__Image-grounded pointing data__.
★ ★ ★ ★ ★
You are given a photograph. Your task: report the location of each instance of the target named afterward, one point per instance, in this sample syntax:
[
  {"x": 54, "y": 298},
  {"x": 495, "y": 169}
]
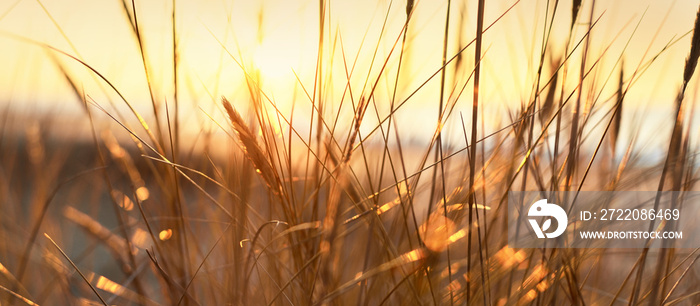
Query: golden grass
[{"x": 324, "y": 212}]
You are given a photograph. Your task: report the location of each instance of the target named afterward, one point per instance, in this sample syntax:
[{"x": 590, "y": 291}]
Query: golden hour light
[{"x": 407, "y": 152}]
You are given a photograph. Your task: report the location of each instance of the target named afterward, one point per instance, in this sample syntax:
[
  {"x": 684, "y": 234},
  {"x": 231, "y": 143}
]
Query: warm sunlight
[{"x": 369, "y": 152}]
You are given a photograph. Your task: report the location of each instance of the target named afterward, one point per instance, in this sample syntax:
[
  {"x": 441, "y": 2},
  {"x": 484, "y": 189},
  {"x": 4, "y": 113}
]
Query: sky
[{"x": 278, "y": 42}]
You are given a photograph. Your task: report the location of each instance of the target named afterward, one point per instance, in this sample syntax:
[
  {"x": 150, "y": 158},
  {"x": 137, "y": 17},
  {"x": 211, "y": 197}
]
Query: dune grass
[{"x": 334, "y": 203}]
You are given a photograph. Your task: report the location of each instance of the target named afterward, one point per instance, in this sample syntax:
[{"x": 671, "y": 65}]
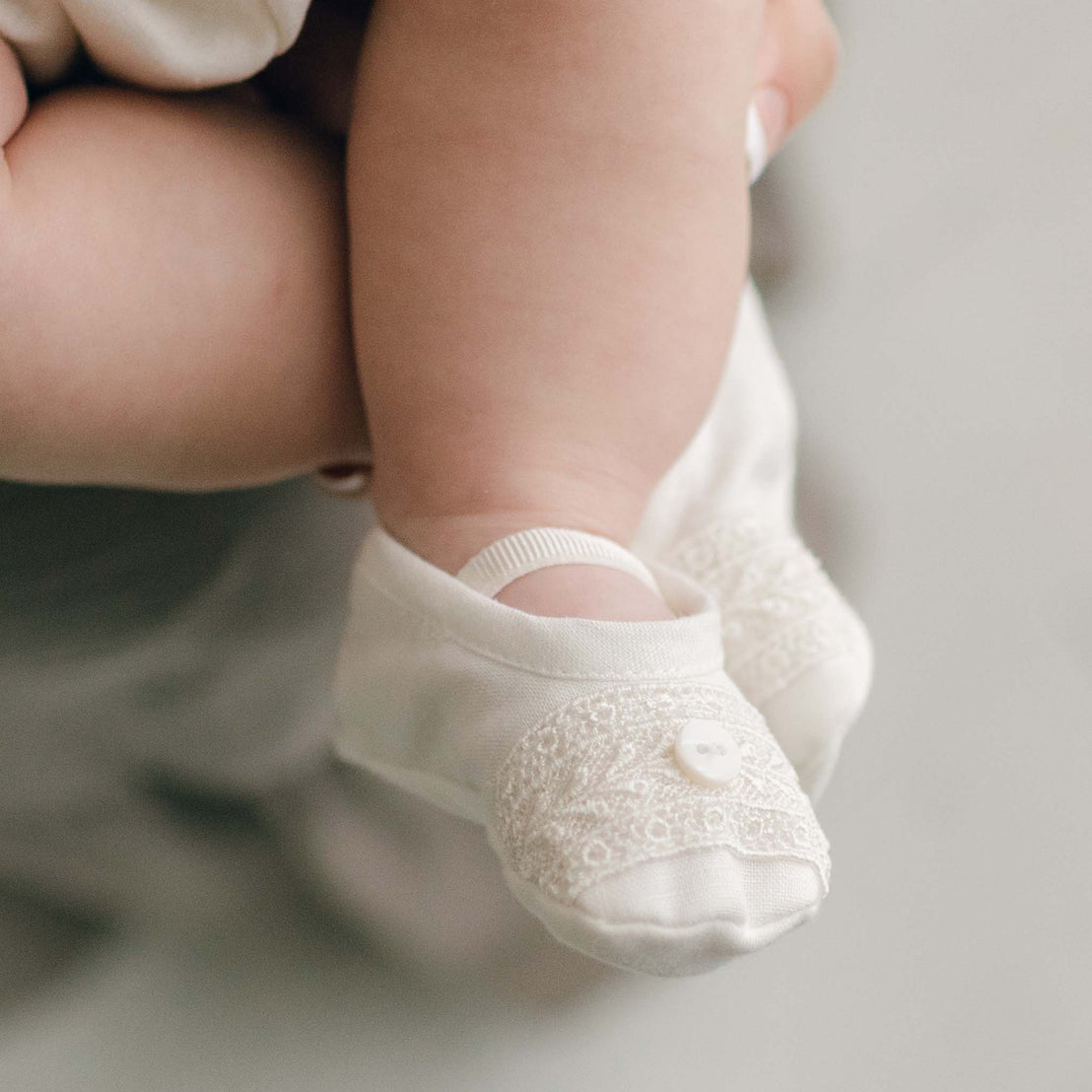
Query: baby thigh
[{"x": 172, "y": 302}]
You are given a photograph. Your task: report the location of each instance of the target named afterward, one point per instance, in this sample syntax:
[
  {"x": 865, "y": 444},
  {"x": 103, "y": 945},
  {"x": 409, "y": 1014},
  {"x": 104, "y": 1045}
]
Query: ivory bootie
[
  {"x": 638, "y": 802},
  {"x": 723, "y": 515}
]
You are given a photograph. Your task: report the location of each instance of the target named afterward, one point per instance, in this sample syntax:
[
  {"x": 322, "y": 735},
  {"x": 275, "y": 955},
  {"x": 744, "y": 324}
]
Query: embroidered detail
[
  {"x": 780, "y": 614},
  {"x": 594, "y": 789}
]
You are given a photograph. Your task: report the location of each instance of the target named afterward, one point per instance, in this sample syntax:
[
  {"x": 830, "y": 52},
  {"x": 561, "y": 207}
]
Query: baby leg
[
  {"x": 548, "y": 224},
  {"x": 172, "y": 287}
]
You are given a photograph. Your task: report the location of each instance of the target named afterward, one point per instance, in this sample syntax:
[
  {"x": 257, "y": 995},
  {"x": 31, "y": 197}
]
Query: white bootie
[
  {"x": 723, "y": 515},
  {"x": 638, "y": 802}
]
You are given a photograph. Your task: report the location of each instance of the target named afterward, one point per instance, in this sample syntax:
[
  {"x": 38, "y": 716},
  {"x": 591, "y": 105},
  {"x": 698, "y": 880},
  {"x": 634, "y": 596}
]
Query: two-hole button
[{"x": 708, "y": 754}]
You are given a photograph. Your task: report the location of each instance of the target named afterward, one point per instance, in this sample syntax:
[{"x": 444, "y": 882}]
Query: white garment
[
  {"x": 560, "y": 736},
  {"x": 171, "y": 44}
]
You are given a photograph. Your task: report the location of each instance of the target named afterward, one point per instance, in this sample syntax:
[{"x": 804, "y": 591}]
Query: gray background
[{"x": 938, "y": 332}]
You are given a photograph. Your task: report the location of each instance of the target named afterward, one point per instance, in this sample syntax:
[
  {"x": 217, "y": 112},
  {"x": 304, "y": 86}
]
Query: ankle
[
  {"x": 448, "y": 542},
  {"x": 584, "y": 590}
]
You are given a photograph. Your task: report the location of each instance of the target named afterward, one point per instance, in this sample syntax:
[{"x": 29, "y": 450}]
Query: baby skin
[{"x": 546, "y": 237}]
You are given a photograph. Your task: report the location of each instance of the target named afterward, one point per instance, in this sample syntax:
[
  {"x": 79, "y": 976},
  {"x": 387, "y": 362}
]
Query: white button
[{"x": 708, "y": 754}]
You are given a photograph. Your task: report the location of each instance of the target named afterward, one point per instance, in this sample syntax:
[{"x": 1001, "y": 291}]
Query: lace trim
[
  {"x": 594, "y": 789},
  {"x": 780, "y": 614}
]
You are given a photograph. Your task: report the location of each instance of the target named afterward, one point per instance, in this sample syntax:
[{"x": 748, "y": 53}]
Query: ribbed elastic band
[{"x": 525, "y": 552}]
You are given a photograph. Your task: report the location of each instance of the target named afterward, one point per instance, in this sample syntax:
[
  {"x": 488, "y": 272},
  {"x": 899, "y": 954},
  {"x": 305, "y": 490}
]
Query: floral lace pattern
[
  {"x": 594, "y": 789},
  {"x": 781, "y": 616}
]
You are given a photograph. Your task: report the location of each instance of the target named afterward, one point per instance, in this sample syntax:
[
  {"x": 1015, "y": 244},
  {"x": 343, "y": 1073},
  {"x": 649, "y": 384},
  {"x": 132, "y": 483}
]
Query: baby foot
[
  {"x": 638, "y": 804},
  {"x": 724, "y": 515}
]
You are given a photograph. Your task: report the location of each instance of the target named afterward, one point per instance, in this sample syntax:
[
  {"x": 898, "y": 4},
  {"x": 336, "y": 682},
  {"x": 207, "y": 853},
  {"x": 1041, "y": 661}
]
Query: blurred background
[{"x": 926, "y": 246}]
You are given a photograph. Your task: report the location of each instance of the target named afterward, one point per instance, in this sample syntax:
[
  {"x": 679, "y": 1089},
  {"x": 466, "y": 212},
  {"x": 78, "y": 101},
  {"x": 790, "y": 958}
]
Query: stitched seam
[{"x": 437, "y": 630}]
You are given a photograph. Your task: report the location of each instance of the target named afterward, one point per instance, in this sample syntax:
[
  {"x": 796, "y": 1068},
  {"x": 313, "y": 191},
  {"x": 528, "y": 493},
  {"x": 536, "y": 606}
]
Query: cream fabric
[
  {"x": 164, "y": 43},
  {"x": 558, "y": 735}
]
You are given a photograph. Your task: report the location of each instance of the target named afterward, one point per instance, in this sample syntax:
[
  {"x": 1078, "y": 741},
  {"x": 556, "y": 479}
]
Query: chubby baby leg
★ ★ ★ ★ ★
__WHAT THE TASK ASKS__.
Exactly what appears in the records above must be returned, apart from the pictures.

__RESPONSE TO THE TASK__.
You are given a photograph. Your task: report the location of each instance of the target named afterward, one point per instance, in this sample syntax:
[
  {"x": 54, "y": 298},
  {"x": 495, "y": 169}
]
Query: golden grass
[{"x": 324, "y": 212}]
You are given a photograph. Your task: report the location of each instance of the target named afterward, one point per instance, in this sample syntax:
[{"x": 590, "y": 291}]
Query: golden hour light
[{"x": 407, "y": 152}]
You are given a photograph. Your task: report the location of each instance of the target named afterward, one point per instance, in this sample syntax:
[
  {"x": 684, "y": 234},
  {"x": 231, "y": 143}
]
Query: warm sunlight
[{"x": 369, "y": 152}]
You are given a photograph. Your task: report the location of each instance of the target named afterward, one point per instance, in this sample syntax:
[
  {"x": 441, "y": 2},
  {"x": 484, "y": 189},
  {"x": 4, "y": 113}
]
Query: sky
[{"x": 278, "y": 42}]
You are given a photograph. Your task: report the location of each instance of the target named afterward, one point per instance, in this sample syntax:
[
  {"x": 150, "y": 158},
  {"x": 137, "y": 17},
  {"x": 211, "y": 197}
]
Query: dune grass
[{"x": 334, "y": 203}]
You are given a photograph. Your task: report the location of each instance of the target named afterward, one point per instance, in this sample syntax:
[{"x": 671, "y": 65}]
Query: baby thigh
[{"x": 172, "y": 302}]
You are given a photograph. Your task: report the location of each instance of the target named afterward, one point per instance, in this sample syntax:
[
  {"x": 865, "y": 444},
  {"x": 103, "y": 945},
  {"x": 409, "y": 1014},
  {"x": 104, "y": 1045}
]
Query: ivory bootie
[
  {"x": 638, "y": 802},
  {"x": 723, "y": 515}
]
You are given a photograph. Your task: report the location of each instance of the target named afterward, one point per instance, in this sample syntax:
[
  {"x": 322, "y": 735},
  {"x": 275, "y": 955},
  {"x": 744, "y": 324}
]
Query: embroidered detail
[
  {"x": 780, "y": 614},
  {"x": 594, "y": 789}
]
You are given a photograph. Your task: report the location of each instance of the target named afterward, one point per instance, in this sample syntax:
[
  {"x": 830, "y": 52},
  {"x": 561, "y": 207}
]
Query: baby leg
[
  {"x": 548, "y": 224},
  {"x": 172, "y": 287}
]
You are given a photograph. Your task: report the location of each instance of the target named afterward, one point per instance, in this sample syntax:
[
  {"x": 257, "y": 995},
  {"x": 31, "y": 197}
]
Query: white bootie
[
  {"x": 723, "y": 515},
  {"x": 638, "y": 802}
]
You are given a photograph. Your task: report the location of each instance of the target named afterward, one point per instance, in this sample syntax:
[
  {"x": 38, "y": 716},
  {"x": 591, "y": 105},
  {"x": 698, "y": 880},
  {"x": 634, "y": 596}
]
Query: two-hole button
[{"x": 708, "y": 754}]
You are given a photograph. Your task: report the location of each instance of the target named afterward, one point per instance, in this sample syntax:
[{"x": 444, "y": 882}]
Query: white garment
[
  {"x": 560, "y": 736},
  {"x": 171, "y": 44}
]
You are given a photograph. Your task: report the location of each instance of the target named afterward, one point per instance, in this sample syntax:
[{"x": 804, "y": 591}]
Query: gray background
[{"x": 938, "y": 332}]
You are given a photograph. Your task: report the location of each instance of the target named afterward, one point per instance, in this sample syntax:
[
  {"x": 217, "y": 112},
  {"x": 304, "y": 86}
]
Query: ankle
[
  {"x": 448, "y": 542},
  {"x": 584, "y": 590}
]
You are given a photograph. Your task: report the location of each instance of the target named afterward, one point per instance, in this sample syntax:
[{"x": 29, "y": 450}]
Query: baby skin
[{"x": 546, "y": 237}]
You are given a photograph. Your task: report the location of each instance of the target named afterward, one point per instance, in this sample syntax:
[
  {"x": 79, "y": 976},
  {"x": 387, "y": 362}
]
Query: white button
[{"x": 708, "y": 754}]
You are given a photograph. Your task: report the location of each instance of the target named afterward, one point per instance, in this sample syntax:
[{"x": 1001, "y": 291}]
Query: lace trim
[
  {"x": 594, "y": 789},
  {"x": 780, "y": 614}
]
You are given a photograph. Your task: report the location of each instance of the target named afterward, one point per instance, in this sample syntax:
[{"x": 748, "y": 53}]
Query: ribbed elastic band
[{"x": 525, "y": 552}]
You are given a photograph. Your task: report the location of each instance of the target named afterward, one point per instance, in this sample syntax:
[
  {"x": 488, "y": 272},
  {"x": 899, "y": 954},
  {"x": 305, "y": 490}
]
Query: floral lace pattern
[
  {"x": 594, "y": 789},
  {"x": 781, "y": 616}
]
You are given a photograph. Your task: report the location of each instance of the target named afterward, one point per instance, in this sample syntax:
[
  {"x": 1015, "y": 244},
  {"x": 343, "y": 1073},
  {"x": 649, "y": 384},
  {"x": 132, "y": 483}
]
Query: baby foot
[
  {"x": 638, "y": 804},
  {"x": 724, "y": 515}
]
You are given a photograph. Your task: report the location of each instance of the target named afterward, one point per instance, in this sample syntax:
[
  {"x": 898, "y": 4},
  {"x": 336, "y": 682},
  {"x": 207, "y": 853},
  {"x": 1041, "y": 661}
]
Query: blurred background
[{"x": 926, "y": 246}]
You are given a photograph. Your task: report the location of each instance of the target named afterward, one point per instance, in this sample syntax:
[
  {"x": 679, "y": 1089},
  {"x": 466, "y": 212},
  {"x": 78, "y": 101},
  {"x": 790, "y": 958}
]
Query: stitched seam
[{"x": 437, "y": 630}]
You are given a photograph. Your task: report the location of each instance of the target named afterward, one point per instance, in this sample syntax:
[
  {"x": 796, "y": 1068},
  {"x": 313, "y": 191},
  {"x": 528, "y": 493},
  {"x": 536, "y": 606}
]
Query: cream fabric
[
  {"x": 164, "y": 43},
  {"x": 558, "y": 735}
]
You are given a photograph. Your task: report the location of each instance of the target named afterward, one point per instance, in this sample syntax:
[
  {"x": 1078, "y": 741},
  {"x": 556, "y": 479}
]
Query: chubby baby leg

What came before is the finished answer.